- **やること**: 「Spot every instance of the winter」を含む行から「x=774 y=381」を含む行まで(両端の行も含む)を、書かれている依頼も含めてもう一度書いてください。その際、答えの座標の数だけを2.1倍に拡大し、四捨五入で整数にして、ほかの行は書かないでください。

データセットの行:
╔══

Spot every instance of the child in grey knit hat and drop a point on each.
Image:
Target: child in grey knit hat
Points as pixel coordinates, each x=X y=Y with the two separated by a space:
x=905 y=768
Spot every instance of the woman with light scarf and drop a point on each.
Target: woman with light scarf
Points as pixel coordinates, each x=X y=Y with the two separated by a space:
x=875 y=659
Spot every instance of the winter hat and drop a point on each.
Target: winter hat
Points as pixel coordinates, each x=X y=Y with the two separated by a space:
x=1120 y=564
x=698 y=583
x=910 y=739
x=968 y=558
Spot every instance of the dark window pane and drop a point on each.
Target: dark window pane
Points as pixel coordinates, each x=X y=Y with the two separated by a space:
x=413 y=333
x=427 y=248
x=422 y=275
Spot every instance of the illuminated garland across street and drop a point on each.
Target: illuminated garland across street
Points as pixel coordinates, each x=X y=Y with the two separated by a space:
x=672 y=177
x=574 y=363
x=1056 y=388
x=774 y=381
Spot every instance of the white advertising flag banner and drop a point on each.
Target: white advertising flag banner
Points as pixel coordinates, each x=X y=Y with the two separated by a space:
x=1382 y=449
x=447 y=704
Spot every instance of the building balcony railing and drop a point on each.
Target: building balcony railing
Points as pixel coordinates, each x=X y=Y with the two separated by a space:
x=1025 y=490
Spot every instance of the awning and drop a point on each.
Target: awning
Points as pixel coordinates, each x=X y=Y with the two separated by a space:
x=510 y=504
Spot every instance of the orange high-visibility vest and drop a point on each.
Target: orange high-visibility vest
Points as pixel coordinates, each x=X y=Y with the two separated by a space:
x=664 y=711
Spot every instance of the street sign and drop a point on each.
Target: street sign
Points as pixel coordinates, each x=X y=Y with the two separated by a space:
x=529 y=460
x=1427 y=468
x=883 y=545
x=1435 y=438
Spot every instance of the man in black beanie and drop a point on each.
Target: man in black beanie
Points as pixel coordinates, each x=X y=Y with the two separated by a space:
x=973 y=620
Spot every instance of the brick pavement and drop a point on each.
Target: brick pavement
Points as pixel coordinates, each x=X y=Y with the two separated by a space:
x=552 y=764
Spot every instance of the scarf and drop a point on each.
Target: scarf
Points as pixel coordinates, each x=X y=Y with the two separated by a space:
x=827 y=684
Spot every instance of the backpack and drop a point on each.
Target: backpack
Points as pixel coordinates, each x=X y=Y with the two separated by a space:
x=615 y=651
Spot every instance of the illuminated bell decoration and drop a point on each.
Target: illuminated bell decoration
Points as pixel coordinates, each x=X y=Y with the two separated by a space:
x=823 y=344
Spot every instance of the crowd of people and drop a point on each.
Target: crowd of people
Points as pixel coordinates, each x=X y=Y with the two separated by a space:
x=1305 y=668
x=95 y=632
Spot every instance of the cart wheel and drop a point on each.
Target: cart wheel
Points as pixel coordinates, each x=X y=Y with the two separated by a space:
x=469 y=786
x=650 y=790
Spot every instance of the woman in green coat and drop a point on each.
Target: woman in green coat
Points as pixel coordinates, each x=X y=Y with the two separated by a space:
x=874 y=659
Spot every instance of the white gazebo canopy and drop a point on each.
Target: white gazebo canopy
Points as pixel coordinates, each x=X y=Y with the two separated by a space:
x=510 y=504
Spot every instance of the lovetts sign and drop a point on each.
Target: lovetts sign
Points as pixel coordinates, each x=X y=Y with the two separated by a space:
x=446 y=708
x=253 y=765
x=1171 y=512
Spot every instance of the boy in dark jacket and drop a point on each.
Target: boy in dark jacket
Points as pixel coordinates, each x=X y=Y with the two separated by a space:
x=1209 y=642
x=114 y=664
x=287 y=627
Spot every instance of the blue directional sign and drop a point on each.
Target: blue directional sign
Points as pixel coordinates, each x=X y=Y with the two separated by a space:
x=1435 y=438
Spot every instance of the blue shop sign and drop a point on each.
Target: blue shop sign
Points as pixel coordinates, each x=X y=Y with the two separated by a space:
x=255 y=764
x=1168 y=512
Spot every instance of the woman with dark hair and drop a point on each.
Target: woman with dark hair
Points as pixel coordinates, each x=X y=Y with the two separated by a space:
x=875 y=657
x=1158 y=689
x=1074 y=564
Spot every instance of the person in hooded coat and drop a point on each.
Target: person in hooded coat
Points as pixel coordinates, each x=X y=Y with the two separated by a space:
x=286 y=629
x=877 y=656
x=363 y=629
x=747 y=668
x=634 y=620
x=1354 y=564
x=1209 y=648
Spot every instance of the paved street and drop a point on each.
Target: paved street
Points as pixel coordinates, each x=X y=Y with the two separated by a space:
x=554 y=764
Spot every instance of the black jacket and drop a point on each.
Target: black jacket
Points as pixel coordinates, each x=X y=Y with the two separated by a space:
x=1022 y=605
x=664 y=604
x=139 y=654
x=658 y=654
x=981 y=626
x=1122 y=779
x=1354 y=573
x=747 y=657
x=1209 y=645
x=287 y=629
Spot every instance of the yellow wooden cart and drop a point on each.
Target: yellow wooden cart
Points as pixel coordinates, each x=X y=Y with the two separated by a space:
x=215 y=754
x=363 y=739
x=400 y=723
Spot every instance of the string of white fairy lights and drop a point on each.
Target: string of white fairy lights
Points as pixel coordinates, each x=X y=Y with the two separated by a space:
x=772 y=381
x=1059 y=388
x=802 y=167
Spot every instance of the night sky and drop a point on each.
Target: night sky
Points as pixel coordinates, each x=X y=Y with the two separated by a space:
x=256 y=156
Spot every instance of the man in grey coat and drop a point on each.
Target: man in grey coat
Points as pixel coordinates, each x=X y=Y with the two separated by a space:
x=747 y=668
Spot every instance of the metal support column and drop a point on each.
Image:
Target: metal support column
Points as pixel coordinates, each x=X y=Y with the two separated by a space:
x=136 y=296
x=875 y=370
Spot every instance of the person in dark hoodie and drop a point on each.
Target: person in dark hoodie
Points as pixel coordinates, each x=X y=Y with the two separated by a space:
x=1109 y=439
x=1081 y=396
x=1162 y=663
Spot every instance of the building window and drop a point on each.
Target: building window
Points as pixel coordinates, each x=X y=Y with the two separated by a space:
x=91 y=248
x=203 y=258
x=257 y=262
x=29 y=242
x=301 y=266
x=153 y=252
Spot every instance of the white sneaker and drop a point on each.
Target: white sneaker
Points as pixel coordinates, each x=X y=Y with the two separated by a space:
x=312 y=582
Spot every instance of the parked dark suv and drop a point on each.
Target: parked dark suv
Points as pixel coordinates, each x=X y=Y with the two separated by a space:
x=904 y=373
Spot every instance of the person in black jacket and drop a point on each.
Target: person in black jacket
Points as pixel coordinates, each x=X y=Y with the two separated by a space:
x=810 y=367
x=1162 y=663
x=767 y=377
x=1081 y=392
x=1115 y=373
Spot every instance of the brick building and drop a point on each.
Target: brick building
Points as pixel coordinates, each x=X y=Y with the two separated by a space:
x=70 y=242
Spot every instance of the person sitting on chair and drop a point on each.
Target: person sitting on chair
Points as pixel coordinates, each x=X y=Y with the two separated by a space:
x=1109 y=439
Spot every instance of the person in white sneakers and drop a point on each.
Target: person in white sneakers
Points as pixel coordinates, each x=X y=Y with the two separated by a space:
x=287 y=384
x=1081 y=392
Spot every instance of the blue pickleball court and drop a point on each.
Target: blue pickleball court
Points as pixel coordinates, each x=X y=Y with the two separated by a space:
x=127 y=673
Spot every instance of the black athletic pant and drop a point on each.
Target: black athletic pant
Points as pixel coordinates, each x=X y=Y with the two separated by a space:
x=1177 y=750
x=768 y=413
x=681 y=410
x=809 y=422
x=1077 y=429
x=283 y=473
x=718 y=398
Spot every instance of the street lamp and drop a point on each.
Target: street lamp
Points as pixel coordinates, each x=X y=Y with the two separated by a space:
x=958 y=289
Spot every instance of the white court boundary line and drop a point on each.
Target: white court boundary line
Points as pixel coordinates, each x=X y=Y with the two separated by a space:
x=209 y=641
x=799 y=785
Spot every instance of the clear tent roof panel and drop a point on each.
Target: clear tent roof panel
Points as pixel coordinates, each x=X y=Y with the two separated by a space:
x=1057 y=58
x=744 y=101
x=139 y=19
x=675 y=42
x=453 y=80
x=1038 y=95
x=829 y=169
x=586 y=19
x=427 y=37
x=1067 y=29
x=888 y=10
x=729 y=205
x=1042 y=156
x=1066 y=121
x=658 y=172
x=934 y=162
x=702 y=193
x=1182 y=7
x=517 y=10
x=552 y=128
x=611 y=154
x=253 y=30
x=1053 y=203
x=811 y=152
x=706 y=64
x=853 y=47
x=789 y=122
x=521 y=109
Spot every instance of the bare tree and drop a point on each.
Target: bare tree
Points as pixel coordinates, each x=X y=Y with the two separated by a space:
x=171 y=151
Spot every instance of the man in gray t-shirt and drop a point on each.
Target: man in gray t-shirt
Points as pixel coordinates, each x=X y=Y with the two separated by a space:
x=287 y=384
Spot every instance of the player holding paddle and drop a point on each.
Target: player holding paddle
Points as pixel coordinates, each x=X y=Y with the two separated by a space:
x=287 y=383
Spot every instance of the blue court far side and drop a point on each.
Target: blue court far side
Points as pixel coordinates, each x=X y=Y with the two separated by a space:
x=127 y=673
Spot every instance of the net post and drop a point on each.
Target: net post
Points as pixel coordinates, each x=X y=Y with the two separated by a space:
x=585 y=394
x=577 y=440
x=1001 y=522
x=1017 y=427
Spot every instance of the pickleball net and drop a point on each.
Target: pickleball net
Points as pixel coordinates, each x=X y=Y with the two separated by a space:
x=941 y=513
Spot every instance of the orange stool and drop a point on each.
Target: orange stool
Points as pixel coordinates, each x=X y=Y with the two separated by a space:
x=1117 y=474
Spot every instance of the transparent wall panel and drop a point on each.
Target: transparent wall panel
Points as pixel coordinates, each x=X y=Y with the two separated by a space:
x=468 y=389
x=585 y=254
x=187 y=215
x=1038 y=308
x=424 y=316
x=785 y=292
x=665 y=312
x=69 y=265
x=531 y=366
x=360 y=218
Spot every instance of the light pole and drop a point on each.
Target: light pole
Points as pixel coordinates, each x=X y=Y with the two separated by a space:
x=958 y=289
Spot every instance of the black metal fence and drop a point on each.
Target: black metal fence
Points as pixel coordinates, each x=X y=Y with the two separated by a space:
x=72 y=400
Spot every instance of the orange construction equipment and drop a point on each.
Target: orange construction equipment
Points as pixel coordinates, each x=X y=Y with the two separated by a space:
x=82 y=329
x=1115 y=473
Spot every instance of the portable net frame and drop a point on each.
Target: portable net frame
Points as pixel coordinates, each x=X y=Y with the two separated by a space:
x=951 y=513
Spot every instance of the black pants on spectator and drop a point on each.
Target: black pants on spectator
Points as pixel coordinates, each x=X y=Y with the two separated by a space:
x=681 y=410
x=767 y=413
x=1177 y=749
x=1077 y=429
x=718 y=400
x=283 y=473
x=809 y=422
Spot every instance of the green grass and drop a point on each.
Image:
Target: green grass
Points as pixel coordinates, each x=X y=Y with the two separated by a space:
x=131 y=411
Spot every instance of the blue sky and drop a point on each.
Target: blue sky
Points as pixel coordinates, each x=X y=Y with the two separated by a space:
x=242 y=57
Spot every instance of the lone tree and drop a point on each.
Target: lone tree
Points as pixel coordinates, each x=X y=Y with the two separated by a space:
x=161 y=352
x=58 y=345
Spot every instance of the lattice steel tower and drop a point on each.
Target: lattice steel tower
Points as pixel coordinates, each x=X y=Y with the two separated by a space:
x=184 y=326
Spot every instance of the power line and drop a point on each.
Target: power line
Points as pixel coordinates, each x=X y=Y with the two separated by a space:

╚══

- **できあがり**:
Spot every instance of the winter hat and drop a point on each.
Target: winter hat
Points as pixel coordinates, each x=X y=Y with the two separated by a space:
x=2352 y=1184
x=1466 y=1224
x=1911 y=1552
x=2033 y=1172
Spot every instance of the dark window pane and drop a point on each.
Target: dark window pane
Points as pixel coordinates, each x=X y=Y with the two separated by a space:
x=867 y=699
x=897 y=521
x=886 y=578
Spot every instance of the illuminated garland across street and drop a point on each.
Target: illuminated garland across street
Points as pixel coordinates, each x=X y=Y with the two separated by a space:
x=1411 y=372
x=1205 y=762
x=2218 y=815
x=1625 y=800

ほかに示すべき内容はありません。